血液中には、「コレステロール(LDL・HDL)」「中性脂肪(トリグリセライド)」「リン脂質」「遊離脂肪酸」という4つの脂質(血中脂質)が含まれています。脂質異常症は、特に「コレステロール」と「中性脂肪(トリグリセライド)」の値が基準を外れる状態を指します。
コレステロールや中性脂肪の値が基準から外れていても、自覚症状がほとんどないため、日常生活に支障を感じることは少なく、健康診断で数値の異常を指摘されても放置してしまう方も少なくありません。
しかし、脂質異常症の怖い点は、無症状のまま進行して動脈硬化を引き起こす可能性があることです。治療を行わずにいると、血管内に余分な脂肪が蓄積し、血液が粘り気を帯びるようになります。その結果、血管が狭くなったり、血栓(血の塊)ができて詰まることによって、脳や心臓、腹部、足などで合併症(動脈硬化性疾患)が発生するリスクが高まります。これにより、突然死や重い後遺症を引き起こす可能性もあるため、注意が必要です。
脂質異常症には、特定の病気や薬剤が原因で発症する「続発性脂質異常症」と、生活習慣に起因する「原発性脂質異常症」があります。特に、日常の食生活での高カロリー・高脂肪の摂取や運動不足が最大の要因で、8割が生活習慣に関連して発症するとされています。動脈硬化による合併症を予防するためには、早期からの生活習慣(食事や運動)の見直しと適切な治療が重要です。

(データセットの項目)
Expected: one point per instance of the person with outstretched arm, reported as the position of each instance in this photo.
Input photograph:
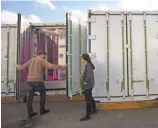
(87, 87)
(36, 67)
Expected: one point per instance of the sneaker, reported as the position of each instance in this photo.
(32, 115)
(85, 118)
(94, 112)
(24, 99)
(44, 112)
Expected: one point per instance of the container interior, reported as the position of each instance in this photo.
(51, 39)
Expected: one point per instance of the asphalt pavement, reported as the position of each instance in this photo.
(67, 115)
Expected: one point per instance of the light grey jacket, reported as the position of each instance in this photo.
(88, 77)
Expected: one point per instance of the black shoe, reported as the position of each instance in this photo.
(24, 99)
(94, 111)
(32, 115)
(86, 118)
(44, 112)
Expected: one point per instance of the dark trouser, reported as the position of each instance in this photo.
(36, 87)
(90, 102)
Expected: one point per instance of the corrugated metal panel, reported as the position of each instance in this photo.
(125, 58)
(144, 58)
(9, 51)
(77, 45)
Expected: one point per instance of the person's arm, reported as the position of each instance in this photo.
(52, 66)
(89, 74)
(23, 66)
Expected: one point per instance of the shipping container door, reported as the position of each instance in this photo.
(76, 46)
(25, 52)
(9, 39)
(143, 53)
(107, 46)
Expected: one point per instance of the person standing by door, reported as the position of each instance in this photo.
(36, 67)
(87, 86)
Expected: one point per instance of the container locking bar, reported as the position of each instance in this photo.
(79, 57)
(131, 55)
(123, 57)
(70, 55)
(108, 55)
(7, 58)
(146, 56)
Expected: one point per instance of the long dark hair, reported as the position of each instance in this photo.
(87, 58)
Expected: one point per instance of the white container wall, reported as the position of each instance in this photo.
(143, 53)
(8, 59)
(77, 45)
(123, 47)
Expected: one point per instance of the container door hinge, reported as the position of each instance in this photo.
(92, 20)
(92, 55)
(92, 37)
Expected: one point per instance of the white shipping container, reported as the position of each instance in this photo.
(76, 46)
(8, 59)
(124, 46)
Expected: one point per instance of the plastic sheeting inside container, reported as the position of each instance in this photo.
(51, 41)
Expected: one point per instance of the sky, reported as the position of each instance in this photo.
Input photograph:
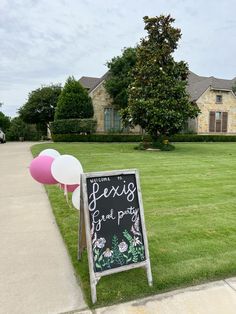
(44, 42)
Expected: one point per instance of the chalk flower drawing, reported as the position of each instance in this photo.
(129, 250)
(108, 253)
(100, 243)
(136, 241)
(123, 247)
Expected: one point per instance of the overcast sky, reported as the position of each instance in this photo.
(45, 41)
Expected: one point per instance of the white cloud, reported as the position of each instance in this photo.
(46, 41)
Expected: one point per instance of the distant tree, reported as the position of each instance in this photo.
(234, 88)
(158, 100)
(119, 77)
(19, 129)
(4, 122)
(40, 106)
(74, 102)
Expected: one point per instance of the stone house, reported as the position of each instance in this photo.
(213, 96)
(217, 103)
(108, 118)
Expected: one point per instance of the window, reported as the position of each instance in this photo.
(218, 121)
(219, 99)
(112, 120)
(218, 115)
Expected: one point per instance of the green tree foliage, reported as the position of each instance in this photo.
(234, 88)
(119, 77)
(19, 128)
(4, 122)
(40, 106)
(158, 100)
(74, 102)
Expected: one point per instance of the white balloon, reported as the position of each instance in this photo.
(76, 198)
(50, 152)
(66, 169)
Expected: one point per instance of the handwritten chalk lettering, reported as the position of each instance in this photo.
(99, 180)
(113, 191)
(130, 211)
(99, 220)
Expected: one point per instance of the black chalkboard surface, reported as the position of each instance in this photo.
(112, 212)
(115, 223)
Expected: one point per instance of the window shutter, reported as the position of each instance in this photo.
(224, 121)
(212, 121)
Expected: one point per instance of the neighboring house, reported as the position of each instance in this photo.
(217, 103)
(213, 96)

## 指示
脂質異常症の文章のうち、「血液中には、「コレステロール」から「もあるため、注意が必要です。」までを一字一句変えずに書き写してください。

## 結果
血液中には、「コレステロール(LDL・HDL)」「中性脂肪(トリグリセライド)」「リン脂質」「遊離脂肪酸」という4つの脂質(血中脂質)が含まれています。脂質異常症は、特に「コレステロール」と「中性脂肪(トリグリセライド)」の値が基準を外れる状態を指します。
コレステロールや中性脂肪の値が基準から外れていても、自覚症状がほとんどないため、日常生活に支障を感じることは少なく、健康診断で数値の異常を指摘されても放置してしまう方も少なくありません。
しかし、脂質異常症の怖い点は、無症状のまま進行して動脈硬化を引き起こす可能性があることです。治療を行わずにいると、血管内に余分な脂肪が蓄積し、血液が粘り気を帯びるようになります。その結果、血管が狭くなったり、血栓(血の塊)ができて詰まることによって、脳や心臓、腹部、足などで合併症(動脈硬化性疾患)が発生するリスクが高まります。これにより、突然死や重い後遺症を引き起こす可能性もあるため、注意が必要です。